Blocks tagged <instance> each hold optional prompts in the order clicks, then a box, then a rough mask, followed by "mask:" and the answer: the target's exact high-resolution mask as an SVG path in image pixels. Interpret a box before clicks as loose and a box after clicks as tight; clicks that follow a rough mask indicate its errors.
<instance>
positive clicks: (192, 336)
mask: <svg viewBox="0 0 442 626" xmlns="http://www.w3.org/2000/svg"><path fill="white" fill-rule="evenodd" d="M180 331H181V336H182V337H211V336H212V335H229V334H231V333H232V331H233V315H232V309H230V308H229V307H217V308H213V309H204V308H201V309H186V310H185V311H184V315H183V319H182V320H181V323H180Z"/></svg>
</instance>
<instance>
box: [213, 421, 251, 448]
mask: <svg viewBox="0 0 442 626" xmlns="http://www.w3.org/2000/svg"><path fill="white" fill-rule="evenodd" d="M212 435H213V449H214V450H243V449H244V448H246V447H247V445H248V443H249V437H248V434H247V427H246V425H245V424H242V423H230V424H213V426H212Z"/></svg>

▶ **What you will do**:
The listing above should be repeated in its entirety, unchanged.

▶ **Solved problem**:
Blocks tagged <instance> each hold optional prompts in the order clicks, then a box, then a rough mask, followed by "mask:" and the answer: the target's exact high-resolution mask as an SVG path in image pixels. Interpret a box before clicks as loose and a box after clicks as tight; clicks that follow a rough mask indicate its errors.
<instance>
positive clicks: (192, 336)
mask: <svg viewBox="0 0 442 626" xmlns="http://www.w3.org/2000/svg"><path fill="white" fill-rule="evenodd" d="M180 331H181V336H182V337H211V336H212V335H229V334H231V333H232V331H233V315H232V309H230V308H229V307H217V308H213V309H204V308H201V309H186V310H185V311H184V315H183V319H182V320H181V323H180Z"/></svg>
</instance>
<instance>
box: [213, 421, 251, 448]
mask: <svg viewBox="0 0 442 626" xmlns="http://www.w3.org/2000/svg"><path fill="white" fill-rule="evenodd" d="M212 435H213V449H214V450H243V449H244V448H246V447H247V445H248V443H249V437H248V434H247V427H246V425H245V424H242V423H230V424H213V426H212Z"/></svg>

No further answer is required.